Stated problem A >> Collect every line of the records that contains the string "grassy". Case counts.

Document >>
⟨
The last post from the Lost Post, and the one you've all been waiting for.

Back when this was one long long long post, before Live Journal sent it to the cornfield, I mentioned opening with Dickens' line, "It was the best of times, it was the worst of times." So it was for me in 2015. I've spent much of the day recreating (in Cliff's Note summaries) my own personal "best of times" from the previous year, all the wonderful things that went down for me in 2015, the awards and the publications and the bestseller lists, the cons and the parties, the travel, all the exciting new projects underway at HBO and right here down the street in Santa Fe. But inevitably that brings me to my own personal "worst of times," and that is considerably less fun to blog about, so do forgive my reluctance to do so.

You wanted an update. Here's the update. You won't like it.

THE WINDS OF WINTER is not finished.

Believe me, it gave me no pleasure to type those words. You're disappointed, and you're not alone. My editors and publishers are disappointed, HBO is disappointed, my agents and foreign publishers and translators are disappointed... but no one could possibly be more disappointed than me. For months now I have wanted nothing so much as to be able to say, "I have completed and delivered THE WINDS OF WINTER" on or before the last day of 2015.

But the book's not done.

Nor is it likely to be finished tomorrow, or next week. Yes, there's a lot written. Hundreds of pages. Dozens of chapters. (Those 'no pages done' reports were insane, the usual garbage internet journalism that I have learned to despise). But there's also a lot still left to write. I am months away still... and that's if the writing goes well. (Sometimes it does. Sometimes it doesn't.) Chapters still to write, of course... but also rewriting. I always do a lot of rewriting, sometimes just polishing, sometimes pretty major restructures.

I suppose I could just say, "Sorry, boys and girls, still writing," and leave it at that. "It will be done when it's done." Which is what I have been doing, more or less, since... well, forever. But with season 6 of GAME OF THRONES approaching, and so many requests for information boiling up, I am going to break my own rules and say a little more, since it would appear that hundreds of my readers, maybe thousands or tens of thousands, are very concerned about this question of 'spoilers" and the show catching up, revealing things not yet revealed in the books, etc.
⟩
Items >>
⟨
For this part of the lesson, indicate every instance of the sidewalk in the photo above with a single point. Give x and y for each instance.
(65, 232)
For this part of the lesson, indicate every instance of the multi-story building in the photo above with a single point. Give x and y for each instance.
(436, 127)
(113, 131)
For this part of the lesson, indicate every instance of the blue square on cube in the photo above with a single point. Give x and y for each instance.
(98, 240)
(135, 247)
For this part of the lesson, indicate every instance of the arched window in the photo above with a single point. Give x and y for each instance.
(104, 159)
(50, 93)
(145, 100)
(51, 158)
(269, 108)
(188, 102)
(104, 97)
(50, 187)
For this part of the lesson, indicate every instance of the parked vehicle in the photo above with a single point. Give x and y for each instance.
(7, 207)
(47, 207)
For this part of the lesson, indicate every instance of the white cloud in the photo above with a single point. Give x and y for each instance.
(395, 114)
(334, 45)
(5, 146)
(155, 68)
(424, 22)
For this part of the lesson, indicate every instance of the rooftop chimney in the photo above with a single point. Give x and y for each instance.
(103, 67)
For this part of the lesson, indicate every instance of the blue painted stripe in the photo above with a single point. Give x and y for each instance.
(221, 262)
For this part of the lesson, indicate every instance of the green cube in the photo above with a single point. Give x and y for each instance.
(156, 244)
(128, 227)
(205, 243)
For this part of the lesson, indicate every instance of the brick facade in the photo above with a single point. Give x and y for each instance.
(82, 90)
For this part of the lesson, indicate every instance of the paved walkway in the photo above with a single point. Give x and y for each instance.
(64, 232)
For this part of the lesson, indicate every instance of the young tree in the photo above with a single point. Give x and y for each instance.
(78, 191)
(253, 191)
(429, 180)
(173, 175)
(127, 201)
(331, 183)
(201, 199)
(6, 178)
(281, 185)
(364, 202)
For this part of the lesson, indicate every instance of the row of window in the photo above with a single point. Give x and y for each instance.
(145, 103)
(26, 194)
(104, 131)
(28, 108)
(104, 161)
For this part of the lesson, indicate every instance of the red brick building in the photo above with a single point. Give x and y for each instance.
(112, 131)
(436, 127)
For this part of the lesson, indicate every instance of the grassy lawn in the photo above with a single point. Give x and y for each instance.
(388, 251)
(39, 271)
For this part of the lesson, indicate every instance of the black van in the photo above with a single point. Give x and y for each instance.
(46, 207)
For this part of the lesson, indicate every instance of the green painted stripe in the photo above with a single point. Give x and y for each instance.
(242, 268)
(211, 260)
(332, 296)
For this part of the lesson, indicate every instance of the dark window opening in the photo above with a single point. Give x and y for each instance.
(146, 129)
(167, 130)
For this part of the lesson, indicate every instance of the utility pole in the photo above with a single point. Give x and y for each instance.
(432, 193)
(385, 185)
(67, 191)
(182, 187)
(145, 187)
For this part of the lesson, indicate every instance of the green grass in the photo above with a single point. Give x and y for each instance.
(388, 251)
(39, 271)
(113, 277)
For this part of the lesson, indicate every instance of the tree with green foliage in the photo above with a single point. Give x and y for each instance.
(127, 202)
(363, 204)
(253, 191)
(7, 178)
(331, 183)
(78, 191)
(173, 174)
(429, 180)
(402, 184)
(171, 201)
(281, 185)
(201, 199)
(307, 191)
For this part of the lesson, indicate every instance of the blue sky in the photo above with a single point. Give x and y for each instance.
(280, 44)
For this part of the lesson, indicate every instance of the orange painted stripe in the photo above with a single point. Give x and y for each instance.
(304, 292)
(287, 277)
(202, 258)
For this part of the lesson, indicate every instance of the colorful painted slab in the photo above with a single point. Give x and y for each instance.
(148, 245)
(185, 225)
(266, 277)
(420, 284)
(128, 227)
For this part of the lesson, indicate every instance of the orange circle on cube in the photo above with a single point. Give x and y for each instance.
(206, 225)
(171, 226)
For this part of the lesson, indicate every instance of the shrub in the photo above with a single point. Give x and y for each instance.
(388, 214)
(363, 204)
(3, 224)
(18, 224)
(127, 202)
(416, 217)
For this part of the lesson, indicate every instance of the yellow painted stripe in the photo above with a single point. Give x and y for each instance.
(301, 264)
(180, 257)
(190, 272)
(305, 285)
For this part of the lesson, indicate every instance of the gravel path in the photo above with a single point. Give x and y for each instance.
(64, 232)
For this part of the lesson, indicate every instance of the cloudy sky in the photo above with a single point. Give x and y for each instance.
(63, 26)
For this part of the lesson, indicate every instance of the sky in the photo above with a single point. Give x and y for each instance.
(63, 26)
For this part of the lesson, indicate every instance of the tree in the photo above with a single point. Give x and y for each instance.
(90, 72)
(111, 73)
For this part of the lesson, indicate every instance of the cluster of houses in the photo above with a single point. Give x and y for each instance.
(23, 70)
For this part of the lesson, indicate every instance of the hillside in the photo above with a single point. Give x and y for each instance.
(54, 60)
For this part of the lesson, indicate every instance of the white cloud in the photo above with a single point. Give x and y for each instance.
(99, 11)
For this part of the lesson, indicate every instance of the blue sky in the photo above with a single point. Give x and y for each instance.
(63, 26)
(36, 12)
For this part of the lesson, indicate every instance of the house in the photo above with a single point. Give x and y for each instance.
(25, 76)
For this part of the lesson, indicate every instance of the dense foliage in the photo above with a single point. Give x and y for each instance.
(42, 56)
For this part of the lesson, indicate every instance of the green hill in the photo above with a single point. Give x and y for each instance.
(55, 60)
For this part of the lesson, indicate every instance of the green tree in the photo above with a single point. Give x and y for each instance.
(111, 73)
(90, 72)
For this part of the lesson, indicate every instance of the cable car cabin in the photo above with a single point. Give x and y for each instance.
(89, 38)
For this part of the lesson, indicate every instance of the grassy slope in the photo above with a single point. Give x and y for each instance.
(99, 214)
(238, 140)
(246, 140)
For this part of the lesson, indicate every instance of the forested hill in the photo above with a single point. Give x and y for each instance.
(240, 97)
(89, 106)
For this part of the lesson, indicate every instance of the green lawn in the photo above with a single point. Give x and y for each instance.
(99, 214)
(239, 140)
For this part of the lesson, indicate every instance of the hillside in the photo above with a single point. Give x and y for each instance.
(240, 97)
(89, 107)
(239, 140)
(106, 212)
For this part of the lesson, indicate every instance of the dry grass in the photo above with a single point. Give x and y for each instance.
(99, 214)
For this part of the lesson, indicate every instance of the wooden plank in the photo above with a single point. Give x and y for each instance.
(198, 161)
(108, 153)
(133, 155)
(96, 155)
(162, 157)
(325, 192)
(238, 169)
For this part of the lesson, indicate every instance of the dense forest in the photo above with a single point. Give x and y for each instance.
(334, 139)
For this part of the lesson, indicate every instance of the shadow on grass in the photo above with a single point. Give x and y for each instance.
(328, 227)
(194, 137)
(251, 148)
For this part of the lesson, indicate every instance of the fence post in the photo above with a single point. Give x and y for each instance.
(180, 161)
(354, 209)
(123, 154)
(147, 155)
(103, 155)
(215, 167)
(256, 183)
⟩
Stated problem B >> According to the post, by when had the writer hoped to have completed and delivered THE WINDS OF WINTER?

Exercise answer A >>
For this part of the lesson, indicate every instance of the grassy lawn in the photo above with a single point. Give x and y for each instance.
For this part of the lesson, indicate every instance of the grassy slope in the photo above with a single point. Give x and y for each instance.

Exercise answer B >> On or before the last day of 2015.